*REQUIREMENT*. Write the next part of the blog post on living with dyspraxia and staying grounded, starting right after its last sentence.

*SUPPLIED PASSAGE*.

┄┄┄┄┄┄

Updated: Nov 21, 2020
Once you find your centre you're sure to win wise words from a wise film (Mulan if you’re not familiar, the cartoon of course.) Finding my centre is like that assault course she has to do, especially climbing that big pole but every day and metaphorically of course. You won’t see me climbing any 20 feet poles unless it has been a particularly good night or I’m signalling to a local gang with a pair of Nikes. Anyway, words of wisdom indeed to a dyspraxic like me.
The thing that uncentres me or knocks me off balance is the fear of being caught. In many ways I don't care about the status quo and express myself in colourful clothes that would blind a bat. I have no problem dancing to my heart's content after one lemonade, but being caught out as “incapable of doing basic things” is where my fear comes from. People fall over, get lost but not daily. It doesn't necessarily drive their lives. Basic motor skills, spatial awareness, and depth perception are all things I am vividly aware of every day. I am very vigilant when I see a shoe untied on others because I know the disaster that comes, they cockily tuck in their shoelaces. I shake my head if only I had the confidence to do that. I'd be happy wearing shoes with Velcro, like the good old days to save my embarrassment.
Finding your centre is something that is repeated in inspirational quotes, yoga videos without a real sense of what it means to an individual. In yoga, you find it within. It’s about focusing your mind grounding & stability. If you lose your balance it's probably because your weight is too far forward or too far back, you’re unstable physically. Being aware of your centre, your core is the first step, but that doesn't do much unless you feel grounded. That feeling of even if a gust of wind came blowing you would still feel upright. I can ground myself but can easily lose it and end up tripping over my own feet a skill that I developed in childhood and I'm not afraid to take people down with me, sorry grandma.

┄┄┄┄┄┄

*RECORDED DATA*.
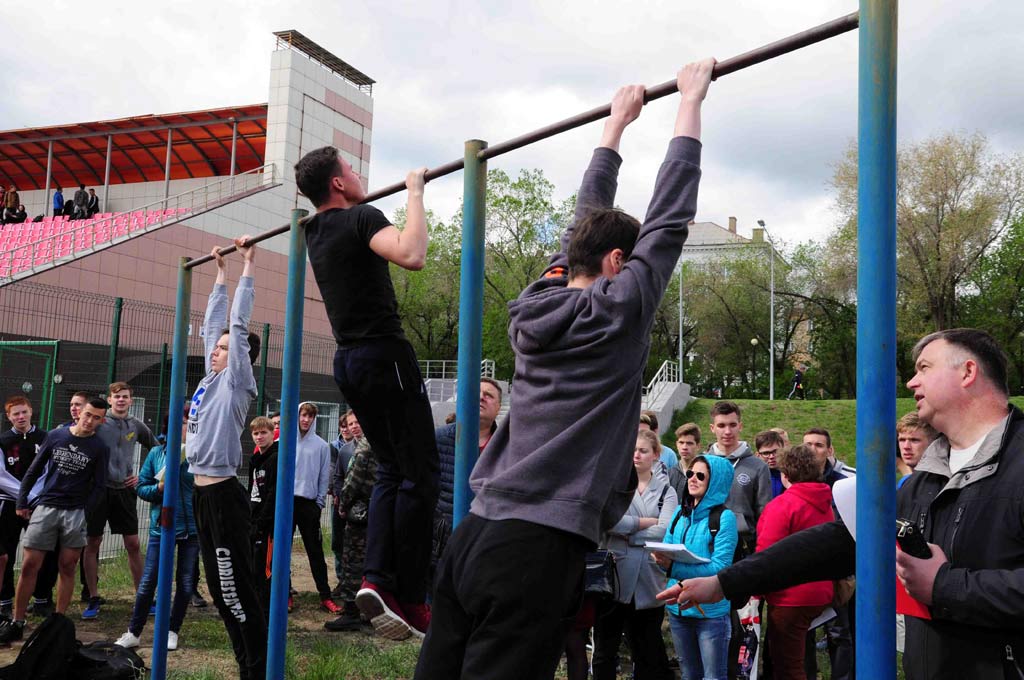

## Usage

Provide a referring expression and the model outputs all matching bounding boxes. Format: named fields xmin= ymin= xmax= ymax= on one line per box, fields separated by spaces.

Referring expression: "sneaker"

┄┄┄┄┄┄

*TASK OUTPUT*.
I have built up strength but it still gets me, that light breeze can be a word, phrase, a sound, a smell that knocks me to the floor. The physical side is entrenched in the emotional. I had a brilliant movement teacher who taught me this. He didn't anything about personal life but he could see there was something unstable about me. The way that I walked, the way I held myself was like I was teetering off a cliff, trying not to look down. I became acutely aware of it at drama school although it wasn’t new to me as my unbalance would show itself in everyday life.
I worked as a barista and when I was taught to make coffee, I would stand as far away from the coffee machine as possible outstretched not looking, terrified of the milk steamer. I would always turn it the wrong way – and end up almost burning myself to the point where the barista in charge took it away from me, he said you have to get closer to the machine trust it and trust yourself. Haha, I don't know if you would if you were in my body.
So back to movement class. Can I have a volunteer? I started to do this confident thing where I put myself forward when people ask this, a lot of time I would watch, but now I always put my hand up first even if I'm not fully prepared, take the risk, feel the fear and do it anyway. I was chosen. He asked me to close my eyes. I felt like I would fall over. Even now, while I write this, I feel a little unstable. A bit off-kilter, (as they say). I’m leaning into my laptop. My throat feels tight. I feel as though I may fall over just sitting still. What he did felt like magic. He just gently led a body part asked me to name my parents & said
“You deserve to be here"
I was broken, however hopeful as it felt like this could be a way of putting me back together. Afterwards, I told one of the other teachers about that feeling of letting go and how amazing it felt.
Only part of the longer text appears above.